Begin Material provided
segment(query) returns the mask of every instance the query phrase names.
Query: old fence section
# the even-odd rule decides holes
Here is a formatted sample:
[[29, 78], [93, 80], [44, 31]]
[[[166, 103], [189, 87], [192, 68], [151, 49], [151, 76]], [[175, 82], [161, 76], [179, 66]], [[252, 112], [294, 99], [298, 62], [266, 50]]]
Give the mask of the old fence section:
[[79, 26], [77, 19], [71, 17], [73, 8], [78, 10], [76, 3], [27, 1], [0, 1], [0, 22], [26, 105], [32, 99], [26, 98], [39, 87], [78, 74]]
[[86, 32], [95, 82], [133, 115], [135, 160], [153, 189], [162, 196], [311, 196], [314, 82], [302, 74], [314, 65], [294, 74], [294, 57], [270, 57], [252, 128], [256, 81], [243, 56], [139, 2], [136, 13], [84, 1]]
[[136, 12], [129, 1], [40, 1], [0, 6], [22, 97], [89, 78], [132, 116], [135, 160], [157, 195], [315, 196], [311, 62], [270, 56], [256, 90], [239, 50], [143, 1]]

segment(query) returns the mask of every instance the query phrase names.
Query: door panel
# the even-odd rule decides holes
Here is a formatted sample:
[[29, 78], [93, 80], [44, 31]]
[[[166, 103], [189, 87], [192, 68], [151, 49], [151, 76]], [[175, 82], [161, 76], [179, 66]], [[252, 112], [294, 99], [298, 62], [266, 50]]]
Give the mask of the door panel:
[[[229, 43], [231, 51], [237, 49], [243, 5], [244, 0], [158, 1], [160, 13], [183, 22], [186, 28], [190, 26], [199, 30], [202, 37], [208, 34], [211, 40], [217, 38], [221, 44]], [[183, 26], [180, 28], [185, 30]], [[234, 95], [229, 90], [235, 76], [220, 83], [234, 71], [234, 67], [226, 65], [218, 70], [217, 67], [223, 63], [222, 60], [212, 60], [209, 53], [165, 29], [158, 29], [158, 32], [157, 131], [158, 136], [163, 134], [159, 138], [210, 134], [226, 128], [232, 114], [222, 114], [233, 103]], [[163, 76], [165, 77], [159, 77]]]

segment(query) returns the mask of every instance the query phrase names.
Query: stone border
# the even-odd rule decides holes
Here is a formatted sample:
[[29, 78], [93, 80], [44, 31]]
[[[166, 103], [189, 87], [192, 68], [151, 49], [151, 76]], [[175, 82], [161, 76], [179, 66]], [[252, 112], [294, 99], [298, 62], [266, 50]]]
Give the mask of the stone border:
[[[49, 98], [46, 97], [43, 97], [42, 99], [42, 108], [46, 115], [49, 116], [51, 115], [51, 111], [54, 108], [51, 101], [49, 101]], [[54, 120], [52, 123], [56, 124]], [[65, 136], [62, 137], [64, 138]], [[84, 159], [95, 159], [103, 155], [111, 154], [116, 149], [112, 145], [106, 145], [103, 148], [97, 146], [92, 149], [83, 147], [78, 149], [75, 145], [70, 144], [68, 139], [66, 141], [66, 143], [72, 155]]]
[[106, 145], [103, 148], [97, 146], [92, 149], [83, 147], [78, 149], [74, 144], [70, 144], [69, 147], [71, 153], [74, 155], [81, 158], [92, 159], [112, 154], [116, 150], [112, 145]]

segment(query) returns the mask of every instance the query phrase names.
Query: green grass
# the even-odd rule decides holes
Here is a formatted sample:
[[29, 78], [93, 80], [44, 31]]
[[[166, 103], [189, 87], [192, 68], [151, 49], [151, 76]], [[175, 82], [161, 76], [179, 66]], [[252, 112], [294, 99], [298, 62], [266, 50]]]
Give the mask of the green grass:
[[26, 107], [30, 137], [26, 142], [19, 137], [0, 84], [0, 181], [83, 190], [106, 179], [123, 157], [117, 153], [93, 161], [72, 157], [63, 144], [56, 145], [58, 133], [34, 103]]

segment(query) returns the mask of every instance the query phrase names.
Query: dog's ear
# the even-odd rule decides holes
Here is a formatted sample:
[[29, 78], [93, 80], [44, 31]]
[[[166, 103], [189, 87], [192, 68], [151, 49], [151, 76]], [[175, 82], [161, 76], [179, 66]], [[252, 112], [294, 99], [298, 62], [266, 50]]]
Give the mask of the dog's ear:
End Material provided
§ **Work to complete**
Express the lines as a JSON array of strings, one string per line and blank lines omitted, starting at the first line of the records and ending after the line that contains "50], [143, 1]]".

§ **Written solution**
[
  "segment(query) returns the mask of every instance the query phrase names.",
  "Query: old fence section",
  "# the even-odd rule decides holes",
  "Here is a formatted sample:",
  "[[29, 78], [93, 80], [44, 31]]",
  "[[[166, 103], [189, 87], [192, 68], [151, 49], [151, 76]], [[175, 82], [161, 76], [179, 66]], [[252, 112], [294, 99], [298, 62], [266, 50]]]",
  "Give the mask of the old fence section:",
  "[[79, 26], [77, 19], [71, 17], [73, 8], [78, 10], [76, 3], [27, 1], [0, 1], [0, 22], [26, 105], [32, 99], [26, 98], [39, 87], [78, 74]]",
  "[[86, 32], [95, 82], [133, 115], [135, 160], [153, 189], [162, 196], [311, 196], [314, 82], [302, 74], [314, 65], [294, 74], [294, 57], [270, 57], [252, 128], [256, 81], [243, 56], [139, 2], [136, 13], [84, 1]]",
  "[[136, 12], [129, 1], [40, 1], [0, 6], [22, 97], [89, 78], [132, 116], [135, 160], [157, 195], [315, 196], [311, 62], [270, 56], [256, 90], [239, 50], [143, 1]]"
]